##### Extract provided #####

Installed into the Keck I observatory, MOSFIRE — which stands for Multi-Object Spectrometer For Infra-Red Exploration — is able to gather light in infrared wavelengths. This realm of electromagnetic radiation lies just beyond red on the visible spectrum (the “rainbow” of light that our eyes are sensitive to) and is created by anything that emits heat. By “seeing” in infrared, MOSFIRE can peer through clouds of otherwise opaque dust and gas to observe what lies beyond — such as the enormous black hole that resides at the center of our galaxy.

MOSFIRE can also resolve some of the most distant objects in the Universe, in effect looking back in time toward the period “only” a half-billion years after the Big Bang. Because light from that far back has been so strongly shifted into the infrared due to the accelerated expansion of the Universe (a process called redshift) only instruments like MOSFIRE can detect it.

The instrument itself must be kept at a chilly -243ºF (-153ºC) in order to not contaminate observations with its own heat.

(Watch the installation of the MOSFIRE instrument here.)

#####

Required work
1. Reproduce, word for word, the part of the MOSFIRE passage that opens with the words containing "Installed into the" and closes with "of our galaxy.".
2. Answer these questions from the MOSFIRE passage:
(a) What does the name MOSFIRE stand for?
(b) Into which observatory is MOSFIRE installed?
(c) At what temperature must the instrument be kept, in both Fahrenheit and Celsius?
3. Continue the passage on the MOSFIRE instrument, beginning after its final sentence.

##### Entries #####

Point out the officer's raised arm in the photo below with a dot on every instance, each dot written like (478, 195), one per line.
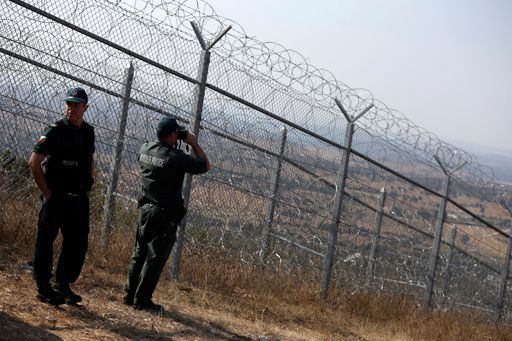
(198, 151)
(36, 169)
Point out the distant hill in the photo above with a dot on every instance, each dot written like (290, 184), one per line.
(498, 159)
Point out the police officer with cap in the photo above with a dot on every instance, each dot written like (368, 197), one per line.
(61, 164)
(162, 168)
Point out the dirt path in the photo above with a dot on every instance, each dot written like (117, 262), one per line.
(101, 315)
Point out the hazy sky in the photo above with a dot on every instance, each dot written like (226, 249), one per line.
(445, 64)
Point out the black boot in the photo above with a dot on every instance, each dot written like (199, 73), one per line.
(46, 294)
(149, 306)
(64, 290)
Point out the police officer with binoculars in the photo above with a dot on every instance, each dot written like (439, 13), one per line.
(161, 207)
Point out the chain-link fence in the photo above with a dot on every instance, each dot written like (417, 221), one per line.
(309, 175)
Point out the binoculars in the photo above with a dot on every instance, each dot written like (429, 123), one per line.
(182, 134)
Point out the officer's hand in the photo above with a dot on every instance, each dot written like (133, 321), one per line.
(191, 138)
(47, 196)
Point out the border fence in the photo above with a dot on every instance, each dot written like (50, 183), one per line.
(310, 175)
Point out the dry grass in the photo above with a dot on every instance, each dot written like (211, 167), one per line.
(217, 298)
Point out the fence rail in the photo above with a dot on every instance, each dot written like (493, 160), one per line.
(299, 158)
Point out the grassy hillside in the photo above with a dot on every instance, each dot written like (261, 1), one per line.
(217, 298)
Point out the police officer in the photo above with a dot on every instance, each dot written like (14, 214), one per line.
(162, 168)
(61, 164)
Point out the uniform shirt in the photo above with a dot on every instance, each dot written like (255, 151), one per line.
(163, 168)
(68, 150)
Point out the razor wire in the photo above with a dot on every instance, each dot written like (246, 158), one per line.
(253, 90)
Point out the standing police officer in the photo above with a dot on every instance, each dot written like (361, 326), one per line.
(61, 164)
(161, 209)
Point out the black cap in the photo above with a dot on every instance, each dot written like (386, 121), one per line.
(168, 125)
(76, 95)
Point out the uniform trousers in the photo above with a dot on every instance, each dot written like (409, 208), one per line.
(154, 240)
(69, 214)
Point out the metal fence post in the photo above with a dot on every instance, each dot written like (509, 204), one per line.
(273, 198)
(338, 199)
(108, 206)
(504, 277)
(197, 110)
(441, 214)
(453, 235)
(432, 263)
(375, 239)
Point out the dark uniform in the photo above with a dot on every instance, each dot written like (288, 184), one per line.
(162, 168)
(67, 167)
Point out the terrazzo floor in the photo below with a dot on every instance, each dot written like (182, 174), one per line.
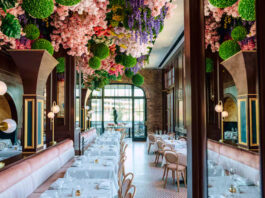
(147, 177)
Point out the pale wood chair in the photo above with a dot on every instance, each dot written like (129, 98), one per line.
(131, 192)
(152, 140)
(172, 164)
(165, 149)
(159, 152)
(126, 185)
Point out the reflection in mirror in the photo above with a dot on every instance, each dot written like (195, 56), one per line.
(60, 72)
(232, 102)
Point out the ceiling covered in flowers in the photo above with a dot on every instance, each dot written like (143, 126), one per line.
(109, 38)
(174, 26)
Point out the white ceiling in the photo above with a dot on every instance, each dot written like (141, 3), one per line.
(173, 27)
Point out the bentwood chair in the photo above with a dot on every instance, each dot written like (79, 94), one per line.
(126, 184)
(131, 192)
(172, 164)
(165, 149)
(152, 140)
(121, 170)
(159, 152)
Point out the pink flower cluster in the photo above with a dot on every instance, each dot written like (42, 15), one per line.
(156, 6)
(211, 35)
(5, 40)
(128, 44)
(73, 32)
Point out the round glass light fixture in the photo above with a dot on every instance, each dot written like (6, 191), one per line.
(224, 114)
(55, 109)
(50, 115)
(11, 125)
(219, 107)
(3, 88)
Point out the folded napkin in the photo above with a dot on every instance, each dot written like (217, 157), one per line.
(241, 181)
(104, 185)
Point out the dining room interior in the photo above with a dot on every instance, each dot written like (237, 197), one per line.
(132, 98)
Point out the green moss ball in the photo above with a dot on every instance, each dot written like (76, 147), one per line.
(101, 51)
(94, 62)
(247, 9)
(118, 59)
(32, 31)
(61, 65)
(129, 73)
(39, 9)
(68, 2)
(43, 44)
(128, 61)
(138, 80)
(209, 65)
(239, 33)
(228, 49)
(222, 3)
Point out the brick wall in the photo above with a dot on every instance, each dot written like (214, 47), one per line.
(153, 90)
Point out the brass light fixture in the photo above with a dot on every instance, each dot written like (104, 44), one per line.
(219, 108)
(54, 110)
(8, 126)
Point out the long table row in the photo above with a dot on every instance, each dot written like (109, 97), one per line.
(94, 174)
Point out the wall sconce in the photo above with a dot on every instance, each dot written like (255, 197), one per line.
(54, 110)
(8, 126)
(3, 88)
(219, 108)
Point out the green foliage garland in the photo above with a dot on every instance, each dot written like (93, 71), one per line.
(32, 31)
(239, 33)
(222, 3)
(247, 9)
(128, 61)
(61, 65)
(68, 2)
(101, 51)
(129, 73)
(10, 26)
(138, 80)
(94, 62)
(39, 9)
(43, 44)
(7, 4)
(228, 49)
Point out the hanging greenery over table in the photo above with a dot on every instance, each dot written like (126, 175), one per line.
(111, 38)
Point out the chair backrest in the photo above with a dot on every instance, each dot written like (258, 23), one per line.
(151, 138)
(126, 184)
(182, 138)
(160, 145)
(131, 192)
(171, 157)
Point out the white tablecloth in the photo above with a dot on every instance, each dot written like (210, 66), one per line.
(218, 188)
(103, 150)
(89, 188)
(181, 148)
(100, 169)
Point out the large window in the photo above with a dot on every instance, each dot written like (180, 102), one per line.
(130, 104)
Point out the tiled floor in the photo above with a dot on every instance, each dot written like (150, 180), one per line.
(148, 178)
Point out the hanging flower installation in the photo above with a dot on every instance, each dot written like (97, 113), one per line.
(109, 37)
(231, 23)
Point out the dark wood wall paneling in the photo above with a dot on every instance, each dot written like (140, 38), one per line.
(64, 128)
(177, 61)
(195, 97)
(260, 7)
(14, 95)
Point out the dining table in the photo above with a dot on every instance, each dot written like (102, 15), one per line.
(83, 188)
(218, 187)
(92, 175)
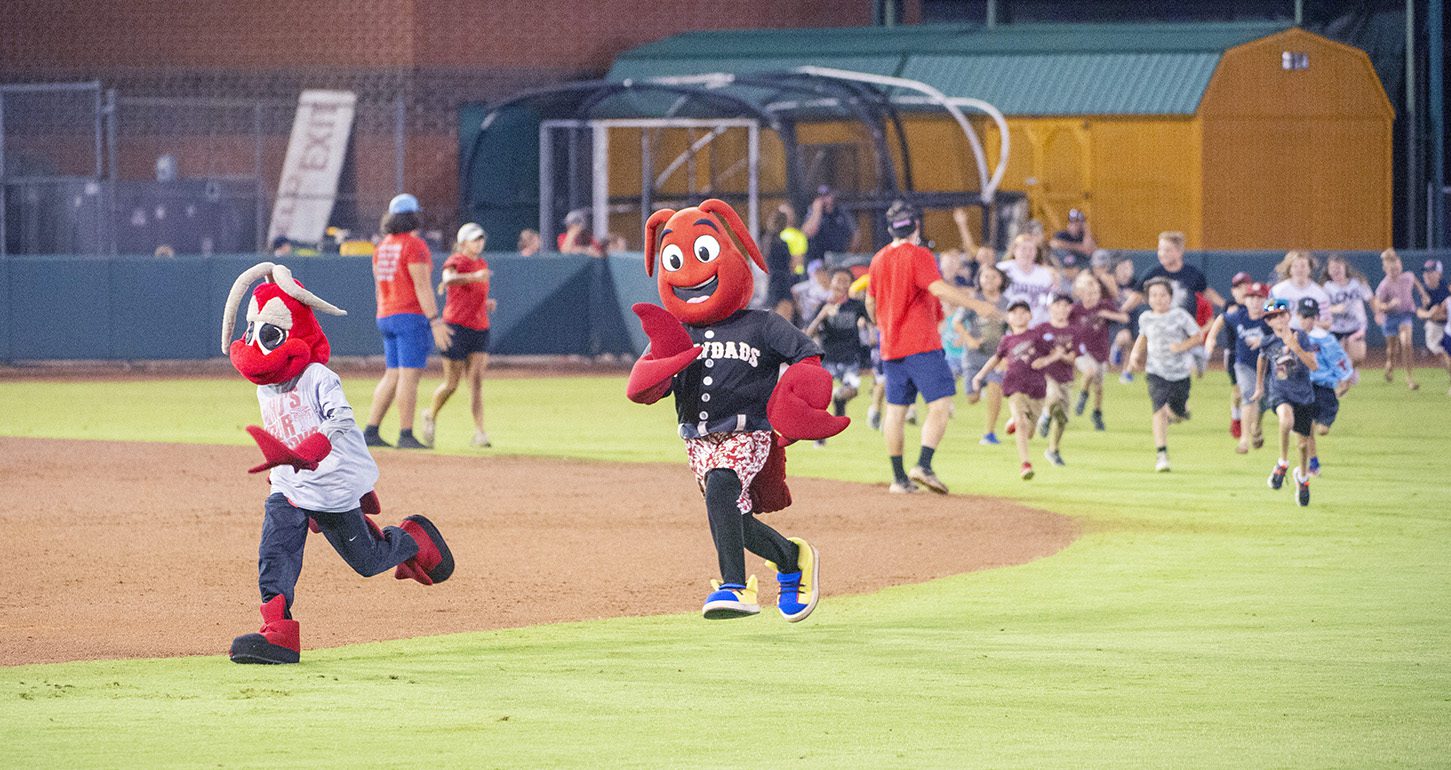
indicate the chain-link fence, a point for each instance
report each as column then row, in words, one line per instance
column 84, row 170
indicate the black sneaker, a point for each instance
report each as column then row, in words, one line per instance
column 1302, row 489
column 1277, row 476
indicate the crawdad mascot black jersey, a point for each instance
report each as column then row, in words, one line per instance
column 727, row 387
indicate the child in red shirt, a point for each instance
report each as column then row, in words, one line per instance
column 466, row 312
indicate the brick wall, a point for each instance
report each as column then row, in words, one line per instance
column 436, row 54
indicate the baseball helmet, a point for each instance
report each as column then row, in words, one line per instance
column 901, row 219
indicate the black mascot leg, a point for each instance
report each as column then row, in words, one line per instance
column 721, row 492
column 769, row 544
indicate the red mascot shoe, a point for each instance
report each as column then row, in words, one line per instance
column 279, row 640
column 434, row 561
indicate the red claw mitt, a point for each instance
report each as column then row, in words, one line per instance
column 669, row 353
column 305, row 456
column 797, row 406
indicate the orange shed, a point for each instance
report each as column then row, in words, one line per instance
column 1239, row 135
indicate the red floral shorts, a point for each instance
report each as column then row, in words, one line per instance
column 743, row 453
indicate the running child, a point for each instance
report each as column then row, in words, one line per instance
column 1093, row 313
column 1332, row 367
column 1289, row 357
column 1435, row 316
column 983, row 334
column 1167, row 334
column 1248, row 329
column 466, row 312
column 1026, row 353
column 1059, row 373
column 1396, row 306
column 839, row 326
column 1348, row 292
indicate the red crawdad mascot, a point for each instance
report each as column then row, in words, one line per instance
column 321, row 472
column 721, row 361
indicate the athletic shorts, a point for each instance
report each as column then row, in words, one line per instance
column 972, row 364
column 1435, row 337
column 1395, row 321
column 1173, row 393
column 848, row 373
column 923, row 373
column 1090, row 366
column 1326, row 405
column 1303, row 415
column 407, row 340
column 1245, row 374
column 1028, row 406
column 743, row 453
column 465, row 342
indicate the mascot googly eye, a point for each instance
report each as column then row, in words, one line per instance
column 282, row 331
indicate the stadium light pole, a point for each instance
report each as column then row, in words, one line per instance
column 1435, row 84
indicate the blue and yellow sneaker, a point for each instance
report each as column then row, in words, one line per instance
column 800, row 589
column 730, row 601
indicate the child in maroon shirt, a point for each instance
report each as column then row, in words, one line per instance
column 1026, row 353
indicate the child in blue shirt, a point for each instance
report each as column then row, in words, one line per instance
column 1331, row 374
column 1289, row 358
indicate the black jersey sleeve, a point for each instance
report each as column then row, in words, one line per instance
column 787, row 341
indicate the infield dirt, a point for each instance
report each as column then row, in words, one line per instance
column 125, row 550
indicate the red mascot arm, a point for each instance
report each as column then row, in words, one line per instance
column 671, row 351
column 305, row 456
column 797, row 406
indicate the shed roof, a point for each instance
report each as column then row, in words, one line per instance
column 1139, row 68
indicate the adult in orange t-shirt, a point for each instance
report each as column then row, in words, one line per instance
column 466, row 311
column 407, row 318
column 904, row 297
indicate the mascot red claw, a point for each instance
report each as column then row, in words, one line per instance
column 321, row 473
column 721, row 361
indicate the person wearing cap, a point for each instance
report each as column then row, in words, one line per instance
column 576, row 239
column 1348, row 292
column 1434, row 312
column 1331, row 371
column 1167, row 337
column 1025, row 386
column 1074, row 239
column 466, row 312
column 1395, row 305
column 829, row 228
column 1299, row 270
column 1236, row 299
column 407, row 316
column 904, row 299
column 1287, row 357
column 1245, row 329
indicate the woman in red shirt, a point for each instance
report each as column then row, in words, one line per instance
column 466, row 311
column 407, row 316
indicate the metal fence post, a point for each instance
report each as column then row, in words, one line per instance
column 399, row 147
column 3, row 183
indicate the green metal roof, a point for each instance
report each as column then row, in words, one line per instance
column 1141, row 68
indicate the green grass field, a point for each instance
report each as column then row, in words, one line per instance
column 1202, row 621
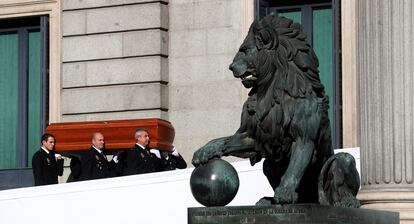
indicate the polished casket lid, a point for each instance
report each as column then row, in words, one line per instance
column 119, row 134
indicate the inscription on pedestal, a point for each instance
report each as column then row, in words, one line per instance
column 298, row 214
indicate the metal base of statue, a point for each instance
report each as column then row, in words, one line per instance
column 288, row 214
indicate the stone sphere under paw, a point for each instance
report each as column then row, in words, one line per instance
column 215, row 183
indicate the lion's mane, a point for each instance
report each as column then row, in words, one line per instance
column 287, row 71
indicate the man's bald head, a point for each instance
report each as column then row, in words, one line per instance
column 98, row 140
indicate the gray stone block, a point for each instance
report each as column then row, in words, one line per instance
column 73, row 74
column 222, row 40
column 207, row 124
column 289, row 214
column 141, row 114
column 74, row 23
column 114, row 45
column 81, row 4
column 222, row 11
column 188, row 43
column 207, row 96
column 116, row 71
column 92, row 47
column 113, row 98
column 147, row 42
column 181, row 16
column 200, row 69
column 131, row 17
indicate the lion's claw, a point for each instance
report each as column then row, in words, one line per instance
column 213, row 149
column 285, row 195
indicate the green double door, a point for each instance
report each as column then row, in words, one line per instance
column 317, row 19
column 21, row 93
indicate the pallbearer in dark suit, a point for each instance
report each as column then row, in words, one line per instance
column 94, row 162
column 139, row 159
column 172, row 160
column 46, row 164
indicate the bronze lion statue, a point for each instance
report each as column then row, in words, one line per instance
column 285, row 118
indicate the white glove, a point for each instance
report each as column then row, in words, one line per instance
column 115, row 159
column 156, row 152
column 174, row 152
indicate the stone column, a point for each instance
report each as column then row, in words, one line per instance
column 386, row 104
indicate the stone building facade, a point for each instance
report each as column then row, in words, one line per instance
column 130, row 59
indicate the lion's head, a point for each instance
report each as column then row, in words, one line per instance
column 275, row 52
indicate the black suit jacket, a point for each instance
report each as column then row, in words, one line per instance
column 95, row 165
column 45, row 168
column 174, row 162
column 139, row 160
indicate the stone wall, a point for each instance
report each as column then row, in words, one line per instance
column 167, row 59
column 114, row 60
column 205, row 99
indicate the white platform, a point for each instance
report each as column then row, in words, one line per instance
column 144, row 199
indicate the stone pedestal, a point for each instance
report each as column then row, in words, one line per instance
column 386, row 107
column 288, row 214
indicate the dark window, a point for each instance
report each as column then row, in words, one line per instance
column 23, row 87
column 320, row 20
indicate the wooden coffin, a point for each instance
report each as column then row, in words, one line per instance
column 119, row 134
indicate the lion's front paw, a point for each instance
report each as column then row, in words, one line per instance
column 213, row 149
column 285, row 195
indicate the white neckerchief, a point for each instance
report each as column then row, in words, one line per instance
column 47, row 151
column 140, row 145
column 100, row 151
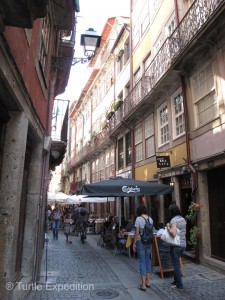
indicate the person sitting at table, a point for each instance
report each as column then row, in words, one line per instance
column 130, row 224
column 161, row 229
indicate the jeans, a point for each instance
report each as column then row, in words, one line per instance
column 176, row 253
column 144, row 252
column 55, row 228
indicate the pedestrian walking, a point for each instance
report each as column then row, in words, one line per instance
column 68, row 227
column 56, row 217
column 143, row 250
column 177, row 251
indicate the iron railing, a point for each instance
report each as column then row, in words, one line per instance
column 196, row 17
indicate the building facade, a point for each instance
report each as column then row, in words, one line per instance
column 36, row 53
column 170, row 125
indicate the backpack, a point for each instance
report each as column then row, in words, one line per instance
column 56, row 215
column 147, row 233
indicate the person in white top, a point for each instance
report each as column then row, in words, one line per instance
column 143, row 251
column 161, row 229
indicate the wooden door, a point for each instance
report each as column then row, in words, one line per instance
column 216, row 190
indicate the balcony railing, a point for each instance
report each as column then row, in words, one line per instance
column 197, row 16
column 88, row 149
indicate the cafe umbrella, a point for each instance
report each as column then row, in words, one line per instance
column 124, row 187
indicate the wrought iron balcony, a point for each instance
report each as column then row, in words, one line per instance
column 200, row 13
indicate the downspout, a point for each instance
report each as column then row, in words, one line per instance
column 42, row 222
column 187, row 138
column 133, row 148
column 131, row 84
column 186, row 119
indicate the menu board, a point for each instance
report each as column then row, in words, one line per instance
column 162, row 250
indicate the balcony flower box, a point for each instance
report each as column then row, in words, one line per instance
column 109, row 115
column 117, row 105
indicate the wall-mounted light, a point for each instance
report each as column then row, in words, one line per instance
column 196, row 166
column 90, row 40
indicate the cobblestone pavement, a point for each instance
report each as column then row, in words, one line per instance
column 87, row 271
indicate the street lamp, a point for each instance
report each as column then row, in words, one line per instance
column 90, row 40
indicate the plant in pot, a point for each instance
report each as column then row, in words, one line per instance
column 116, row 106
column 195, row 234
column 192, row 212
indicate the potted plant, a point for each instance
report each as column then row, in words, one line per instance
column 115, row 106
column 104, row 124
column 109, row 114
column 192, row 212
column 195, row 234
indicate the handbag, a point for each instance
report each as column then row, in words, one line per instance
column 170, row 239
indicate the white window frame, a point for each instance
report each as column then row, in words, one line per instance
column 177, row 115
column 138, row 143
column 149, row 136
column 163, row 124
column 204, row 96
column 170, row 26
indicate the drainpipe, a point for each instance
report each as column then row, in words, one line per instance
column 187, row 135
column 42, row 222
column 133, row 149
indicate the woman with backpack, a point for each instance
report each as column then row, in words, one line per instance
column 142, row 244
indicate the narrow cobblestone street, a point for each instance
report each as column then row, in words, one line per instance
column 87, row 271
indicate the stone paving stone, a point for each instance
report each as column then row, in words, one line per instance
column 76, row 266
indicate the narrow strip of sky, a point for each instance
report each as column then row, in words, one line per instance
column 93, row 14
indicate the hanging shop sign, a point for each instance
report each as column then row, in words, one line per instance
column 163, row 161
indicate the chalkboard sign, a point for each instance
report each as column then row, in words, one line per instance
column 162, row 251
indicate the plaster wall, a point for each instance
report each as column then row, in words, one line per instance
column 209, row 143
column 11, row 188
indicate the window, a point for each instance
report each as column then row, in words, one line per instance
column 138, row 143
column 170, row 26
column 158, row 44
column 178, row 114
column 205, row 100
column 126, row 50
column 149, row 136
column 136, row 35
column 145, row 17
column 137, row 76
column 147, row 62
column 120, row 61
column 128, row 149
column 107, row 164
column 45, row 36
column 112, row 170
column 120, row 154
column 163, row 125
column 102, row 167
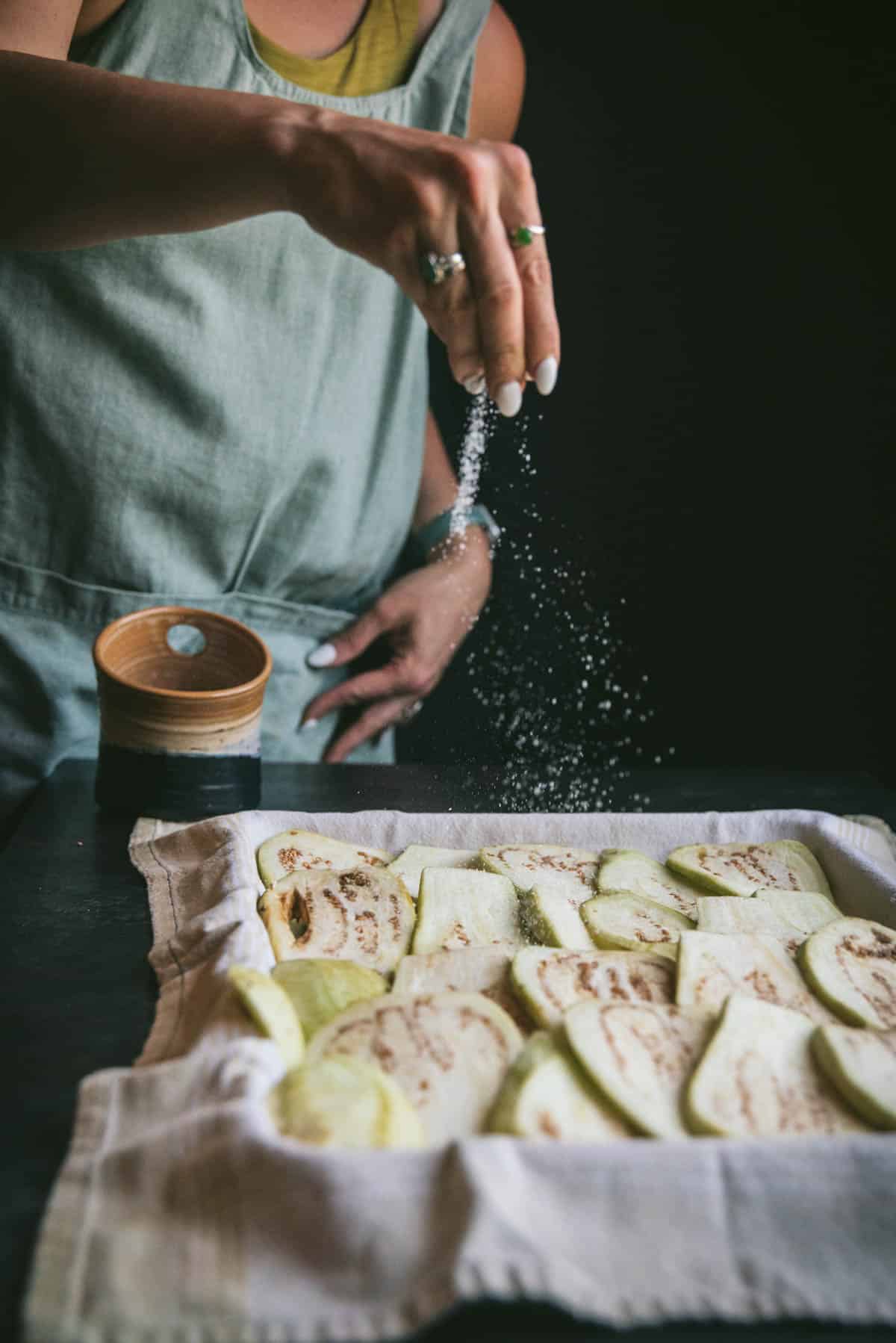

#####

Task-by-task answers
1.
Installed into the Keck I observatory, MOSFIRE — which stands for Multi-Object Spectrometer For Infra-Red Exploration — is able to gather light in infrared wavelengths. This realm of electromagnetic radiation lies just beyond red on the visible spectrum (the “rainbow” of light that our eyes are sensitive to) and is created by anything that emits heat. By “seeing” in infrared, MOSFIRE can peer through clouds of otherwise opaque dust and gas to observe what lies beyond — such as the enormous black hole that resides at the center of our galaxy.

2.
(a) Multi-Object Spectrometer For Infra-Red Exploration
(b) The Keck I observatory
(c) -243ºF (-153ºC)

3.
Astronomers also plan to use MOSFIRE to search for brown dwarfs — relatively cool objects that never really gained enough mass to ignite fusion in their cores. Difficult to image even in infrared, it’s suspected that our own galaxy is teeming with them.

The impressive new instrument has the ability to survey up to 46 objects at once and then do a quick-change to new targets in just minutes, as opposed to the one to two days it can typically take other telescopes!

Unprocessed image of M82 taken with MOSFIRE on April 5, 2012. (W. M. Keck Observatory)

Images taken on the nights of April 4 and 5 are just the beginning of what promises to be a new heat-seeking era for the Mauna Kea-based observatory!

“The MOSFIRE project team members at Keck Observatory, Caltech, UCLA, and UC Santa Cruz are to be congratulated, as are the observatory operations staff who worked hard to get MOSFIRE integrated into the Keck I telescope and infrastructure,” says Bob Goodrich, Keck Observatory Observing Support Manager. “A lot of people have put in long hours getting ready for this momentous First Light.”

The two Keck 10-meter domes atop Mauna Kea. (Rick Peterson/WMKO)

Read more on the Keck press release here.

The W. M. Keck Observatory operates two 10-meter optical/infrared telescopes on the summit of Mauna Kea on the Big Island of Hawaii.  The spectrometer was made possible through funding provided by the National Science Foundation and astronomy benefactors Gordon and Betty Moore.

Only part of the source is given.